:: What you should do ::
Reproduce verbatim the lines below, starting with the line that contains "line, e.g. (516,676)." and continuing through the final line, both ends included.

◇ ◇ ◇ ◇ ◇

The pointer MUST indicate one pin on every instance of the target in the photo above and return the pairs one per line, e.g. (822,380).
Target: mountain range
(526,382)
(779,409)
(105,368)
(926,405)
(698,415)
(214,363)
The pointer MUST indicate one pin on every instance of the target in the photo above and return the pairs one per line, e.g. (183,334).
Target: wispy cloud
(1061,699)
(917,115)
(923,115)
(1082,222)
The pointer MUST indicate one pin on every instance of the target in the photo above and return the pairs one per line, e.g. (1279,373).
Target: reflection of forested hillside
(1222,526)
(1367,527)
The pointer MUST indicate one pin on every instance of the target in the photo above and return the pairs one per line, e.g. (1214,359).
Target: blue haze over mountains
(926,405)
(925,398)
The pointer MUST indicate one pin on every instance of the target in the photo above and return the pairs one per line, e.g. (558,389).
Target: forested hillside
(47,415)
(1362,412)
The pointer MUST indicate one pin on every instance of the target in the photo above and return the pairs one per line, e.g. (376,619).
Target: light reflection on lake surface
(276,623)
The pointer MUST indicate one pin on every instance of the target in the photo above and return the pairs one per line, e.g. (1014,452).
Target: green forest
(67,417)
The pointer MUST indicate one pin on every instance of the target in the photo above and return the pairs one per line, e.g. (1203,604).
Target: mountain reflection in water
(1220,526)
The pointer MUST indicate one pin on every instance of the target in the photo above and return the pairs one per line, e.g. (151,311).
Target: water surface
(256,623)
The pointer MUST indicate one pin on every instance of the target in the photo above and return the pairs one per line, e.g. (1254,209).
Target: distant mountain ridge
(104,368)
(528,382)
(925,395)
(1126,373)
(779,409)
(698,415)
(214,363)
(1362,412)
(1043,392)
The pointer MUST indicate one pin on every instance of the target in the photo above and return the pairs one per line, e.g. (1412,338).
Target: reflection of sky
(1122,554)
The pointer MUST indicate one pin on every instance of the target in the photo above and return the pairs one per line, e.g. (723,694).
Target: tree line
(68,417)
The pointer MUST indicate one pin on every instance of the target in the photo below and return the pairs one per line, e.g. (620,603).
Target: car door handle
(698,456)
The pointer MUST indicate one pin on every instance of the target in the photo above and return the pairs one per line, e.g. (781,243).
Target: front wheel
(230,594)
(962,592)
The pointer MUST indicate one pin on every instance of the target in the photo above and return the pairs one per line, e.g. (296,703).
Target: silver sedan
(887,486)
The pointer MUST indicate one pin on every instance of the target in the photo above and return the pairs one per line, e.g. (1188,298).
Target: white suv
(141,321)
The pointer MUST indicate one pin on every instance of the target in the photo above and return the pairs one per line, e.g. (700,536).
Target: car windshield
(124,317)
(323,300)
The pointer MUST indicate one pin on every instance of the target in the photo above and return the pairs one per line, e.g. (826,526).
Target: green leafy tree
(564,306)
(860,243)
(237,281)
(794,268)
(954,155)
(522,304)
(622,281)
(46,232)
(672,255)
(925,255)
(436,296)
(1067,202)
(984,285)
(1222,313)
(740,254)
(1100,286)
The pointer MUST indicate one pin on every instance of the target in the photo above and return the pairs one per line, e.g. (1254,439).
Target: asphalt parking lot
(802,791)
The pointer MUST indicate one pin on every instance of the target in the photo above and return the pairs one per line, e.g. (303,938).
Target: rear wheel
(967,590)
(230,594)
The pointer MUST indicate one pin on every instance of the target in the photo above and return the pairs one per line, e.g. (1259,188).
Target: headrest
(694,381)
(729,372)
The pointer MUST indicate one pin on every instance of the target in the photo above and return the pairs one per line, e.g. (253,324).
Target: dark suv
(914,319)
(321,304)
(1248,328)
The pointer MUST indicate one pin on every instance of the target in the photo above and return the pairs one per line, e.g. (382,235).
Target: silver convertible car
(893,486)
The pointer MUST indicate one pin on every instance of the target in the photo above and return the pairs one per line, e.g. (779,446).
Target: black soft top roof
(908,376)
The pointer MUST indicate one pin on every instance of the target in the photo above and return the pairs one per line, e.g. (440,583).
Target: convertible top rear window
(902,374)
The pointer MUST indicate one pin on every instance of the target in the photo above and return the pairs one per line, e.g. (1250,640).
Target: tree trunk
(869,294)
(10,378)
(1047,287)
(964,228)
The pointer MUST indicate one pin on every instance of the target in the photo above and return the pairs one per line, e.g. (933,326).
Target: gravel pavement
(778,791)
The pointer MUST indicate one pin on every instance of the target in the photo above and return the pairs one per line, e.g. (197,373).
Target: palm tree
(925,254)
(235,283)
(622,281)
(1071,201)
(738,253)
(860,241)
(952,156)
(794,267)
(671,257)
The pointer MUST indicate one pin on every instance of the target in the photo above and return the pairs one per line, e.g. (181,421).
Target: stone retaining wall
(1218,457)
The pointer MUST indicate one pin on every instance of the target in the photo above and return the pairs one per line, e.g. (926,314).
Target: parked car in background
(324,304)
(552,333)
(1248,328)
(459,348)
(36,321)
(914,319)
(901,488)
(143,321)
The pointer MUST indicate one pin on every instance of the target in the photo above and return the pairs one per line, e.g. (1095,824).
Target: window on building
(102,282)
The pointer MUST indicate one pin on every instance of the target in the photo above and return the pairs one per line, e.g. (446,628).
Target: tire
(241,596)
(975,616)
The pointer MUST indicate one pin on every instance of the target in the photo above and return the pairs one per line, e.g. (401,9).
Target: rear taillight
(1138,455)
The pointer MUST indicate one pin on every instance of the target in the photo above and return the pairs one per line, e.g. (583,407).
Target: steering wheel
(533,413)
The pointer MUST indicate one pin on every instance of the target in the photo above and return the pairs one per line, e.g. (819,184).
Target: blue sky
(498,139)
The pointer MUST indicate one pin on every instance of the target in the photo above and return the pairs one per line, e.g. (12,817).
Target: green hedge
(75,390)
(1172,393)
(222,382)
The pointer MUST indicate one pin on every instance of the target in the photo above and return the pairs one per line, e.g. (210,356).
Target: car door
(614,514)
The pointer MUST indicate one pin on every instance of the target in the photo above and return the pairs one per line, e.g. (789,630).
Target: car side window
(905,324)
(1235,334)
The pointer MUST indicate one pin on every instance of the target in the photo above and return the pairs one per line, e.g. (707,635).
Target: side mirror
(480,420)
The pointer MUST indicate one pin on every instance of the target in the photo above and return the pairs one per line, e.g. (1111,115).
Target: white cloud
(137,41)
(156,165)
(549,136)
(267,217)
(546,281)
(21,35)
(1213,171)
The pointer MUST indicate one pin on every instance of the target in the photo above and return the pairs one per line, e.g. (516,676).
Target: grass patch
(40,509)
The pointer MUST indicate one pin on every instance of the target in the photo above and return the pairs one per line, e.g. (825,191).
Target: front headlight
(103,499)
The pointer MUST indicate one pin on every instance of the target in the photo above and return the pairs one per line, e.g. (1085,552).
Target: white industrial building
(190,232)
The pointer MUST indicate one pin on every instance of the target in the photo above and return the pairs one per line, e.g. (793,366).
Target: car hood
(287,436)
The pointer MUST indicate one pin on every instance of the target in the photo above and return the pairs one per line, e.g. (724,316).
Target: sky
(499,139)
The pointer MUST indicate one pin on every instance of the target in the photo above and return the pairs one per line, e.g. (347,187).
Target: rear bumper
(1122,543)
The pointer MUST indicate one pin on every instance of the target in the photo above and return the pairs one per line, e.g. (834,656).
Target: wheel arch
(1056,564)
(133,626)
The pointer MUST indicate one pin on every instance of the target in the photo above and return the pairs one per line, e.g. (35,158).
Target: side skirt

◇ ◇ ◇ ◇ ◇

:: Exercise response ::
The pointer MUST indicate one pin on every instance of the target in the photo above and return the pairs one per line, e.g. (516,676).
Target: grass patch
(40,509)
The pointer MUST indicate one pin on every instance of the target in the photo above and return the pairs one per line, e.g. (825,191).
Target: front headlight
(103,499)
The pointer MUST indicate one pin on every instance of the target in the photo above and return the pairs one per line, e.g. (1085,552).
Target: white industrial building
(190,232)
The pointer MUST indicate one pin on every instance of the target in the photo above and return the pairs one per line, e.g. (793,366).
Target: car hood
(287,436)
The pointer MUST indicate one pin on every instance of the target in the photo above and return the pairs one per line, e.g. (724,316).
Target: sky
(499,139)
The pointer MUST indicate one pin on every instance of the target in the photo above and return the pairs one per line, e.g. (347,187).
Target: rear bumper
(1122,543)
The pointer MUST indicate one pin on every instance of the target in the photo above and return the pairs one per line, e.g. (834,656).
Target: wheel arch
(1056,564)
(133,626)
The pointer MUST indicate one pin on every instance of the target in the photo above and return the pairs one per line, e.g. (35,158).
Target: side skirt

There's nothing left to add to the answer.